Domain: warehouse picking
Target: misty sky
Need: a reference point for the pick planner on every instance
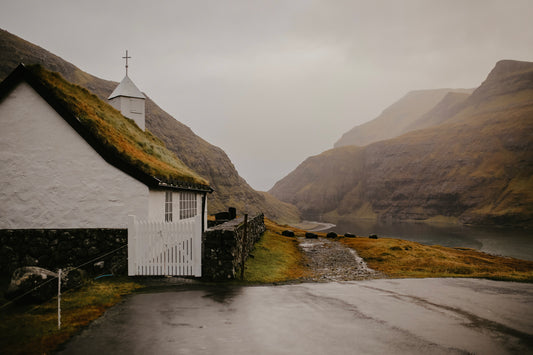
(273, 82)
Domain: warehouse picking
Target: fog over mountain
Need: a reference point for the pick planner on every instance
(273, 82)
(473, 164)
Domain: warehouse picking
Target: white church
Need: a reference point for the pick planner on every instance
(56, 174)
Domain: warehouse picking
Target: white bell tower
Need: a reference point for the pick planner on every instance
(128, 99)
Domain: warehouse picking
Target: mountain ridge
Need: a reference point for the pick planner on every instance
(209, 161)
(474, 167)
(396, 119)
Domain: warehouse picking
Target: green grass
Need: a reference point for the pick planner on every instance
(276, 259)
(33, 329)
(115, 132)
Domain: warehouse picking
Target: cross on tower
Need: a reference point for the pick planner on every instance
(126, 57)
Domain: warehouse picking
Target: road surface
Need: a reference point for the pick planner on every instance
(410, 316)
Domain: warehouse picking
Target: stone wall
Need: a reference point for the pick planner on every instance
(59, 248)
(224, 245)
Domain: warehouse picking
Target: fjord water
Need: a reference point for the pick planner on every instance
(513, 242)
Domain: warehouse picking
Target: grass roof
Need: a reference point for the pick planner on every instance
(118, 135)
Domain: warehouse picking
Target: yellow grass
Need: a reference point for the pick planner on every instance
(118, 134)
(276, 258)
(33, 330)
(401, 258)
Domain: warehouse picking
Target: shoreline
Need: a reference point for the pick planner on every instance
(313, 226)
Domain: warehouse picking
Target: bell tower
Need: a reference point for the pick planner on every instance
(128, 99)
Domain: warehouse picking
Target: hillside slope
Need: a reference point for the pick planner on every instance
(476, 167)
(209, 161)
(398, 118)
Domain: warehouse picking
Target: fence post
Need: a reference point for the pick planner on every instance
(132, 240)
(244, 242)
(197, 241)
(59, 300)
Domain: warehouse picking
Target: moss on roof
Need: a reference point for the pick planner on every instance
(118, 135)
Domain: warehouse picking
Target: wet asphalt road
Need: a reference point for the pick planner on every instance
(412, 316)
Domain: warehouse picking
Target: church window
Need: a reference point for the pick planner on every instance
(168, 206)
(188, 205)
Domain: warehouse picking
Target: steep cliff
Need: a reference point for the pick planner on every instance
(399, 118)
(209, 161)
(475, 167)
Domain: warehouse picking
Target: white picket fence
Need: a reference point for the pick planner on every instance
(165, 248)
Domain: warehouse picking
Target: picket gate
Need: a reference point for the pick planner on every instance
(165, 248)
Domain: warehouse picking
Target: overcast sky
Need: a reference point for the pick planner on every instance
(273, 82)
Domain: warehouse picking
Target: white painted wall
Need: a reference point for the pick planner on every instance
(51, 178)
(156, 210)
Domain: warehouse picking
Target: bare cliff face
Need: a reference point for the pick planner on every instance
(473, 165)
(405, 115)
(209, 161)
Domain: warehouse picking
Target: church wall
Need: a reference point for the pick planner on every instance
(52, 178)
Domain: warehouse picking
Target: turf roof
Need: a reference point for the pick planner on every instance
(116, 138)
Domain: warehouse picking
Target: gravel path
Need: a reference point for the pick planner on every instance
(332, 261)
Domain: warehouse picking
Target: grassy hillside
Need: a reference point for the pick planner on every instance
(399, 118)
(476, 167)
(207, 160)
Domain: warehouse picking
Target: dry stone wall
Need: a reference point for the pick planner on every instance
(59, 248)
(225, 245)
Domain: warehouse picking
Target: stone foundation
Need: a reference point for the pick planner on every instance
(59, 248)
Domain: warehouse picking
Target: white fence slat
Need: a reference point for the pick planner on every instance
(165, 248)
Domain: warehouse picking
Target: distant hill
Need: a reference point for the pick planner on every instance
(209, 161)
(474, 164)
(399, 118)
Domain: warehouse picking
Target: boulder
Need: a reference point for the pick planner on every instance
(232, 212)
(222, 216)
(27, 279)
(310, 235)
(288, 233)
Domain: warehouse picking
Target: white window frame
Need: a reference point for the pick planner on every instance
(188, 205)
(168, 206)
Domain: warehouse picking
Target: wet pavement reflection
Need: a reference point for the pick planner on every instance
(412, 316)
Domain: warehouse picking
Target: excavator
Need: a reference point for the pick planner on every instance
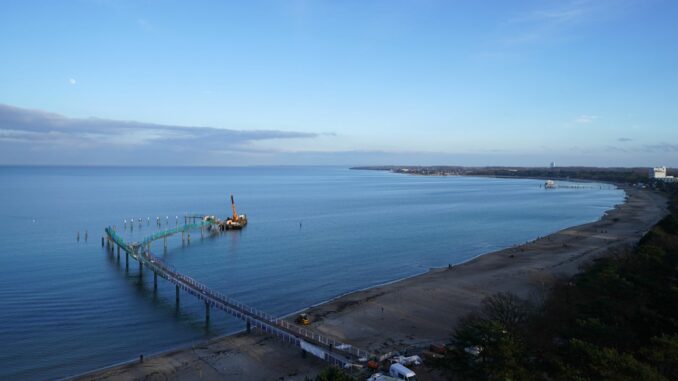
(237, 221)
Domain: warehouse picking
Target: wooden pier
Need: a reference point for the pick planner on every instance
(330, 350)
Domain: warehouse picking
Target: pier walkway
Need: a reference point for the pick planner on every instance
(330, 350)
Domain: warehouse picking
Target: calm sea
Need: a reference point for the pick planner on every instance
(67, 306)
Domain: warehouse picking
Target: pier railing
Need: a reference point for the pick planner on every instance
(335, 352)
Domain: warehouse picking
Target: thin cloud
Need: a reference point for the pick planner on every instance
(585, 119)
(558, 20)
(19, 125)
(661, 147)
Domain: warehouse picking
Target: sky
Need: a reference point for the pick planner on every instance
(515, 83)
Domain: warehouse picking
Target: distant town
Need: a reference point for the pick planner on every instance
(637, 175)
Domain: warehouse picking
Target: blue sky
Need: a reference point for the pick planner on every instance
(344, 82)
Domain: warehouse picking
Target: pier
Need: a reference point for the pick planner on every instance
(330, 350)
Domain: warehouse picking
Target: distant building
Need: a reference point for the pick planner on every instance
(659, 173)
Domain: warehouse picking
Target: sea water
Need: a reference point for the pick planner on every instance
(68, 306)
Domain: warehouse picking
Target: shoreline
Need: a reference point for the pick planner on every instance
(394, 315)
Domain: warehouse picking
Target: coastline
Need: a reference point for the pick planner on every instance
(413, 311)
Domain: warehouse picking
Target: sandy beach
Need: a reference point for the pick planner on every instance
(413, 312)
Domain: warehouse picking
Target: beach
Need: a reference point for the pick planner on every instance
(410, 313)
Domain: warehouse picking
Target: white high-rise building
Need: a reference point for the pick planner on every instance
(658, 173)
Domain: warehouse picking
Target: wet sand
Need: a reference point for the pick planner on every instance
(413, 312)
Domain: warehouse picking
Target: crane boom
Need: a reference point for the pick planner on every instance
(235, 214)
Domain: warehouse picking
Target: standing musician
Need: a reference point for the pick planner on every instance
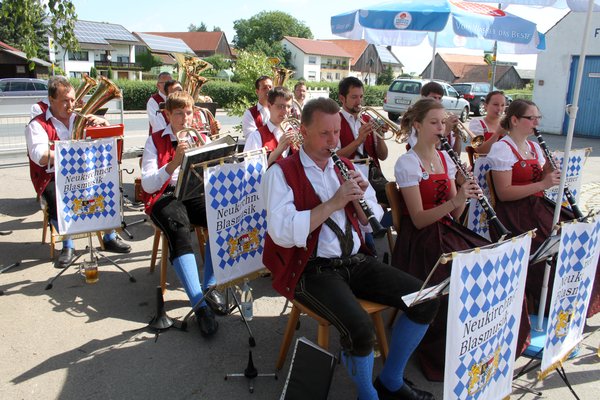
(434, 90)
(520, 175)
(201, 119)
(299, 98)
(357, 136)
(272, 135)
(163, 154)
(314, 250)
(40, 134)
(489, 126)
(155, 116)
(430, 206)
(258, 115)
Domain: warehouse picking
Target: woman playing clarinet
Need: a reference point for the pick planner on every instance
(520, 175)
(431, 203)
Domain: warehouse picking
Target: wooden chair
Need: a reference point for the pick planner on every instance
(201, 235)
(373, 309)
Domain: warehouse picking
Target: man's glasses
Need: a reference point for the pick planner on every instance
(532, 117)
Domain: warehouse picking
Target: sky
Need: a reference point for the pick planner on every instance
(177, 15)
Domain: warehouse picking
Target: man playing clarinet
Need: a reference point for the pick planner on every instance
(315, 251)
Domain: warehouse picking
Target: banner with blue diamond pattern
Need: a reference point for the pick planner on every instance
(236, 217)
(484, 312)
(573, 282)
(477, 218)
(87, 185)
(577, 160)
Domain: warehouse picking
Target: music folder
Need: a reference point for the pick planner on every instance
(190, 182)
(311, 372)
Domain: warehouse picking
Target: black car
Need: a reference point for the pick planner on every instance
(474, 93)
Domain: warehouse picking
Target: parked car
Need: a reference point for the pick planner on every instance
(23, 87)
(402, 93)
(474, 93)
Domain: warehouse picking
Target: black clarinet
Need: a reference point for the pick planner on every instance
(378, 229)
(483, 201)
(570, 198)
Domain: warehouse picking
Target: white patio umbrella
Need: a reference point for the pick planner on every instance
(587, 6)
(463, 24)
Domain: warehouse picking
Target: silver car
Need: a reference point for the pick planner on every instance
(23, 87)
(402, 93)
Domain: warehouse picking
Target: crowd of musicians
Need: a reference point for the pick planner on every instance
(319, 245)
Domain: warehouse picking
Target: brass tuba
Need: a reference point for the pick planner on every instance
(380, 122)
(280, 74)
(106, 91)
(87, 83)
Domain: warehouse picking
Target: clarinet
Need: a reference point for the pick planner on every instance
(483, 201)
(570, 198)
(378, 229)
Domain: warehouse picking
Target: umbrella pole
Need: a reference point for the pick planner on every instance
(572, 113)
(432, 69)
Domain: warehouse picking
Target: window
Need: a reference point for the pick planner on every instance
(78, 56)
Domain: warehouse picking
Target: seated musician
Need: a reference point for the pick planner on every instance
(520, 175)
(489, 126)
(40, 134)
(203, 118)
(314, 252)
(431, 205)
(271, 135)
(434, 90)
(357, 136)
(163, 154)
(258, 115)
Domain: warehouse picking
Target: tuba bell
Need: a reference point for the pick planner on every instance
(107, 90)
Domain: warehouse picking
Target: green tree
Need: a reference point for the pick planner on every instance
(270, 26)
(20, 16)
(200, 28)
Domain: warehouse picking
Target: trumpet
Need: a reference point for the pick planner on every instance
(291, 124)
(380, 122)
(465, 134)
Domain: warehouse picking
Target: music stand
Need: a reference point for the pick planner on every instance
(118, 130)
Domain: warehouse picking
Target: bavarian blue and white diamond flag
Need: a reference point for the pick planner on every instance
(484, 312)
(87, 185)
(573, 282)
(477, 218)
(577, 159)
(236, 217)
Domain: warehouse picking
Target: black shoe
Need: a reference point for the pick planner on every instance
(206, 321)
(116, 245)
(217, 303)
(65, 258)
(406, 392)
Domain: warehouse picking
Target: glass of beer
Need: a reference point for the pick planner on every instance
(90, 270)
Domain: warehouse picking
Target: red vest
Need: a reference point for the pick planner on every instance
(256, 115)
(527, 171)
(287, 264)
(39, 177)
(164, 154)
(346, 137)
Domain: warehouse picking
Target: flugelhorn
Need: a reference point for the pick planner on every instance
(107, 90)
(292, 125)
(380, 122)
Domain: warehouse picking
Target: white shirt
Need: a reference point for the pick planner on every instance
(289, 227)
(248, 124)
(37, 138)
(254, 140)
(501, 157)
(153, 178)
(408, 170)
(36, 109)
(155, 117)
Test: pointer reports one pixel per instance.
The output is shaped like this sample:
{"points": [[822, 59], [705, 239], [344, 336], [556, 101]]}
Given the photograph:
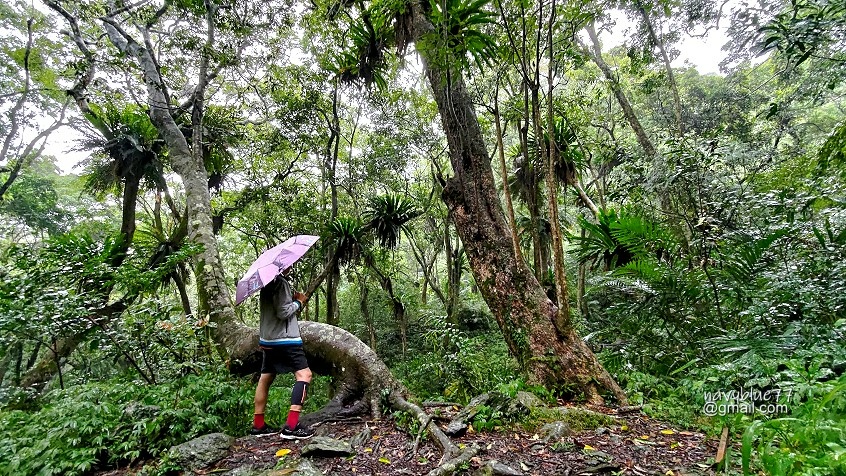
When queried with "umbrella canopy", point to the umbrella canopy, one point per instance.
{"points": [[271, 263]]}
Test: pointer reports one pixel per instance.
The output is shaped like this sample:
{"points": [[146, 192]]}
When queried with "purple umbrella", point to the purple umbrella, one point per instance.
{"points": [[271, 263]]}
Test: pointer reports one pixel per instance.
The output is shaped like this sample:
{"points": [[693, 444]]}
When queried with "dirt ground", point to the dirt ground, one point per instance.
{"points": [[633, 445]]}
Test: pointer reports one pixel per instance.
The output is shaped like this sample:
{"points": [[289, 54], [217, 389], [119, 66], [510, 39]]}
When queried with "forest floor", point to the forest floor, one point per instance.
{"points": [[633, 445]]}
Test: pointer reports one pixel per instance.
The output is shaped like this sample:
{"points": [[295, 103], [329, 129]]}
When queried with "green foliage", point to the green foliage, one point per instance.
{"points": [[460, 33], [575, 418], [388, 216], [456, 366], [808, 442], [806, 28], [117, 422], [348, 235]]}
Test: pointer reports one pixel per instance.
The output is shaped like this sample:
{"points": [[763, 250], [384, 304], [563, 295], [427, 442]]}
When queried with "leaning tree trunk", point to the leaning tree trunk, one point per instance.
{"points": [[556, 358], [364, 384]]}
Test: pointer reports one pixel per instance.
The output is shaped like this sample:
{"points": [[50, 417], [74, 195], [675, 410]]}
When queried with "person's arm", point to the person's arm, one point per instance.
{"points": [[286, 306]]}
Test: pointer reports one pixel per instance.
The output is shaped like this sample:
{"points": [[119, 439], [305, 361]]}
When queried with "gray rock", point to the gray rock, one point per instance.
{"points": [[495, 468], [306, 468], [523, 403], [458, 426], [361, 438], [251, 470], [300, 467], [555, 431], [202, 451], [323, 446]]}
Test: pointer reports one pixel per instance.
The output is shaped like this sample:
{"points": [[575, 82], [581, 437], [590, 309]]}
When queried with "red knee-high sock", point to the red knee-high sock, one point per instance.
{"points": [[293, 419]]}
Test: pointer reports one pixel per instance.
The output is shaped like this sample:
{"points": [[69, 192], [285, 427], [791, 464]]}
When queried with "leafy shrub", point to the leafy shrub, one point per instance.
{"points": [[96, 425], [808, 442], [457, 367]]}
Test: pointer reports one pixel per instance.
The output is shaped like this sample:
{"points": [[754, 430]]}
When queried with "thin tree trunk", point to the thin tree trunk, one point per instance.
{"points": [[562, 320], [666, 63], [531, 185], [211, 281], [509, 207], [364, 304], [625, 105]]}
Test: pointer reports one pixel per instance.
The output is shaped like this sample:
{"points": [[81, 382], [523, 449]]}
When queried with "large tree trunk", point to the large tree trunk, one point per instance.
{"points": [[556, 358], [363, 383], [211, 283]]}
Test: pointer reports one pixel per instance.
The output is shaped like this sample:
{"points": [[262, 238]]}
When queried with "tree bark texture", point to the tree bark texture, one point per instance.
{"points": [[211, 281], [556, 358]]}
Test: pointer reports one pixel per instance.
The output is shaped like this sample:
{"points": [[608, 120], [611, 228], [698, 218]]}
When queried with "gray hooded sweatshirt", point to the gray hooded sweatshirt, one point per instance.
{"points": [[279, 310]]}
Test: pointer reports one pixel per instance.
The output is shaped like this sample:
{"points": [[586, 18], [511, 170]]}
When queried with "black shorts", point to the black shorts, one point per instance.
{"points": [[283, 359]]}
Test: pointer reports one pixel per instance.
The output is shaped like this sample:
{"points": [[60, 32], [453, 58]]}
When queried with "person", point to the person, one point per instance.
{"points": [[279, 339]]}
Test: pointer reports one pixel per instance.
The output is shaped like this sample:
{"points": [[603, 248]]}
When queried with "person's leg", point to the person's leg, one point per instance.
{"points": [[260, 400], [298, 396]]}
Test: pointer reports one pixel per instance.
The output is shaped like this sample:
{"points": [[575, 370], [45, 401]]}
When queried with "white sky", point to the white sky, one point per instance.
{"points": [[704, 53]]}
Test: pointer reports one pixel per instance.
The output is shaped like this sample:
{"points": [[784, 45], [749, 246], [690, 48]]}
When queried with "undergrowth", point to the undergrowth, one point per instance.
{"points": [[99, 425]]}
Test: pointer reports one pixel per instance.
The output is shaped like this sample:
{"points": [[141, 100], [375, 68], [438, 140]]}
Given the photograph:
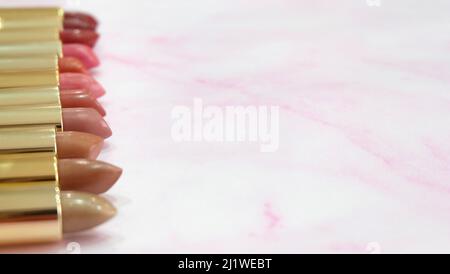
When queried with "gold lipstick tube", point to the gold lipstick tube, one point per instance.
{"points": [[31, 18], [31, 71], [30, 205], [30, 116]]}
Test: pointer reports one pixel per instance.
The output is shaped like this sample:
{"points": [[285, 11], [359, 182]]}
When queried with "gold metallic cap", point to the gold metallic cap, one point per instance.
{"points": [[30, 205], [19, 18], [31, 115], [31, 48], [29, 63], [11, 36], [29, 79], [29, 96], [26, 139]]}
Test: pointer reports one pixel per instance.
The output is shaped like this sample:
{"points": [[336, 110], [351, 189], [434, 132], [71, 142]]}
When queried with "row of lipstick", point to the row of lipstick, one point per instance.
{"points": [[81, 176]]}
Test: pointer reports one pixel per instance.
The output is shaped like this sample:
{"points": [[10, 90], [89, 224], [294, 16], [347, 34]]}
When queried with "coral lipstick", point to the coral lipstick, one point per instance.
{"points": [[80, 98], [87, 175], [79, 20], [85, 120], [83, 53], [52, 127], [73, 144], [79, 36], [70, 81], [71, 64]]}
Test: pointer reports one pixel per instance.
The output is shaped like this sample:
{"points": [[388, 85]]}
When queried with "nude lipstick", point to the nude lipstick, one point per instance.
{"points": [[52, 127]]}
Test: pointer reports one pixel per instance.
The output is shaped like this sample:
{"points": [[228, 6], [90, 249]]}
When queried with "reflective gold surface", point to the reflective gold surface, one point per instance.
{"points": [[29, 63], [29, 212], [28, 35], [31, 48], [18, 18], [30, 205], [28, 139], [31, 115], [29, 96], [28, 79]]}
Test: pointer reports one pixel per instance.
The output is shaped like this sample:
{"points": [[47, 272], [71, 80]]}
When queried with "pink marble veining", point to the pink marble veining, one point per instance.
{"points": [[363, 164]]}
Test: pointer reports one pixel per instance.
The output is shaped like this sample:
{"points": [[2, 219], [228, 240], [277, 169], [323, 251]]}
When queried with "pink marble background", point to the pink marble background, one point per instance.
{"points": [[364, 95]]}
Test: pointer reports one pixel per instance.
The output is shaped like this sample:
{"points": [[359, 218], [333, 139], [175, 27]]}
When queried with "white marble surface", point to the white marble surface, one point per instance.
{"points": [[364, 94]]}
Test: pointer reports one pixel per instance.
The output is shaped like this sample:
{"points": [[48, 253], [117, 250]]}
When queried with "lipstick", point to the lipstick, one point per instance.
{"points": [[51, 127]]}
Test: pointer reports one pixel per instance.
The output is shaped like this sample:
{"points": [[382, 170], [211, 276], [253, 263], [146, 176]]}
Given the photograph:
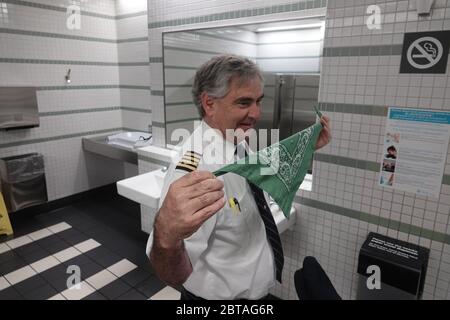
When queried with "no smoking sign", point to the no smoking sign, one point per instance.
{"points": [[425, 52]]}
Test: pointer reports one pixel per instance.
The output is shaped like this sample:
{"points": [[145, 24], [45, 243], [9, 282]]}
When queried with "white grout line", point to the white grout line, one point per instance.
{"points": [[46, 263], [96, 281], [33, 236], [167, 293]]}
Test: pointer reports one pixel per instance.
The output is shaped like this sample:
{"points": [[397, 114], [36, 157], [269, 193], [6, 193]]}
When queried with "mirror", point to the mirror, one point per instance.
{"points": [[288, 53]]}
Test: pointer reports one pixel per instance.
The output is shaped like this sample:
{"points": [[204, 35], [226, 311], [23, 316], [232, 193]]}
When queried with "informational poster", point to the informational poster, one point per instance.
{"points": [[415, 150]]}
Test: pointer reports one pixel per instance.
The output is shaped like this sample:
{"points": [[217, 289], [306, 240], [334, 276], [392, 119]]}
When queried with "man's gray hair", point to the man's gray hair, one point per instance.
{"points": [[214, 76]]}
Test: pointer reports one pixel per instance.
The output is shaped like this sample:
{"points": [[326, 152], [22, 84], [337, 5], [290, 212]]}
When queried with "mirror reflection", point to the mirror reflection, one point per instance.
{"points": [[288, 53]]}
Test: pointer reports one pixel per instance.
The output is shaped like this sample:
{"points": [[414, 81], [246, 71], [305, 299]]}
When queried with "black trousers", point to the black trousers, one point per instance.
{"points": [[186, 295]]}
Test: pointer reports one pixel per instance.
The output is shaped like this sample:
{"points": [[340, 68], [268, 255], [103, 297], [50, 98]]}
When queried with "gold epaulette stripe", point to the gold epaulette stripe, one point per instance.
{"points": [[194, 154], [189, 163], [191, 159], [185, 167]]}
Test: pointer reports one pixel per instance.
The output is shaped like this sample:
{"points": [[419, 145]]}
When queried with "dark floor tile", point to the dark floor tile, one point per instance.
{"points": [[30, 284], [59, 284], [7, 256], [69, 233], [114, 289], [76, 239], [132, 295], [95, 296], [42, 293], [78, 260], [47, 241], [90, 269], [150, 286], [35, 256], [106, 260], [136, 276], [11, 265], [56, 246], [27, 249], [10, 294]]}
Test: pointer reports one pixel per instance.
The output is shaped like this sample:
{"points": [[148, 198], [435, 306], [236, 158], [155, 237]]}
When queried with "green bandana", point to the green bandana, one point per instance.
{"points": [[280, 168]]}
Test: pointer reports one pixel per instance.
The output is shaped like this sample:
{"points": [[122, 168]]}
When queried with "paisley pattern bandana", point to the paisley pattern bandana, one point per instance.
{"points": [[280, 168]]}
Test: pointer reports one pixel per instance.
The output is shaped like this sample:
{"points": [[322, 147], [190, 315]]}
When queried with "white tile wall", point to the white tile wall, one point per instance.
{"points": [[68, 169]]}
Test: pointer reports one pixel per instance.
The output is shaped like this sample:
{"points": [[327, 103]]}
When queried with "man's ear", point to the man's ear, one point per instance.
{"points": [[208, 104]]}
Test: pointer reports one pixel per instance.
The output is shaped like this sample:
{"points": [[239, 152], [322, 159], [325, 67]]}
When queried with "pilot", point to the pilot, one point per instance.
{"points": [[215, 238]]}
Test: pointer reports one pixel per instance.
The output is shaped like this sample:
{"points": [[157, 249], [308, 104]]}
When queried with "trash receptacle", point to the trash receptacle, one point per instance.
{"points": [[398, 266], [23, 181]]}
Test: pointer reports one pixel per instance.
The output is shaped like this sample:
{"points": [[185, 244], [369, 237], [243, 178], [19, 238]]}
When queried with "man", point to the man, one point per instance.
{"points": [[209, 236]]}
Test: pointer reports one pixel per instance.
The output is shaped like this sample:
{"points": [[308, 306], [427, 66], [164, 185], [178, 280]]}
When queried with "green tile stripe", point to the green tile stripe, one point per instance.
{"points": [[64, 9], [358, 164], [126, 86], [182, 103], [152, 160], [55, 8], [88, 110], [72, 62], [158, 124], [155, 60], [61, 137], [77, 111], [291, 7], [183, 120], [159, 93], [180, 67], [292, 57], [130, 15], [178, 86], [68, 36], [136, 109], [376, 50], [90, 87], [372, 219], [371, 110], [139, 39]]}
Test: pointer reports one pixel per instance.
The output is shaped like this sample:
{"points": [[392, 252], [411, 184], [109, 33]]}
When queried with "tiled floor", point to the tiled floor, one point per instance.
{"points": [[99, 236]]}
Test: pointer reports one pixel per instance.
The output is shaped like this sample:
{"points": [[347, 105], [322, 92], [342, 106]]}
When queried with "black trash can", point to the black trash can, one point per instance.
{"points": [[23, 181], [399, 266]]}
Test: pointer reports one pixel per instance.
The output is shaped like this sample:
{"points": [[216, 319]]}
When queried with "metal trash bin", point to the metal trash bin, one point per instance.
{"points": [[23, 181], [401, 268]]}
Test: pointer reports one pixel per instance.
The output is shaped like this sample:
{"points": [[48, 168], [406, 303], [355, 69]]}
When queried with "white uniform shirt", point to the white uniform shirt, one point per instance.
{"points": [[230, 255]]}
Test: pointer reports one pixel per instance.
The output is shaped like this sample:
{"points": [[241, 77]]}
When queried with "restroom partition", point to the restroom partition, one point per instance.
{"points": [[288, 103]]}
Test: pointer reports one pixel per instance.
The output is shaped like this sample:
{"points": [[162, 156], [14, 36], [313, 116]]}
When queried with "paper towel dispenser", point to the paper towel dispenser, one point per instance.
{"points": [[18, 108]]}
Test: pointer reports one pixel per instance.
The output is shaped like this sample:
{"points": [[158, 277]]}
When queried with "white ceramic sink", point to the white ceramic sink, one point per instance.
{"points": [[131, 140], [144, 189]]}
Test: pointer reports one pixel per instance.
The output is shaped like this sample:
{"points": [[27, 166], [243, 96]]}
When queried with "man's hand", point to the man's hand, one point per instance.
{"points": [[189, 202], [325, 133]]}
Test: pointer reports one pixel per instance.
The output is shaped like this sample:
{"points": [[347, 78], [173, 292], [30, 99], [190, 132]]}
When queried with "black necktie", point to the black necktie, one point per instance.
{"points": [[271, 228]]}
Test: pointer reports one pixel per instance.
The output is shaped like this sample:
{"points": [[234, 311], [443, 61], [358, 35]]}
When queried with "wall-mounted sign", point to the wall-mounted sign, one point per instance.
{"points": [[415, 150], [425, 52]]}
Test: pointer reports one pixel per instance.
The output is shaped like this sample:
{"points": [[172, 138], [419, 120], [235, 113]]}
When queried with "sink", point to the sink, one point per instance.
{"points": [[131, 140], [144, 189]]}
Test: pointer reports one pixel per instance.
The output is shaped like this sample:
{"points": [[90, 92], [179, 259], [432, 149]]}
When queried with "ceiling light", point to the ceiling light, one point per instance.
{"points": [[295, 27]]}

** Task to carry out **
Return every line in the listing above that contains the string "thin". Uppercase and lowercase count as different.

** Solution to this problem **
Target: thin cloud
When queried with "thin tree trunk", point to the thin tree trunk, one point per instance.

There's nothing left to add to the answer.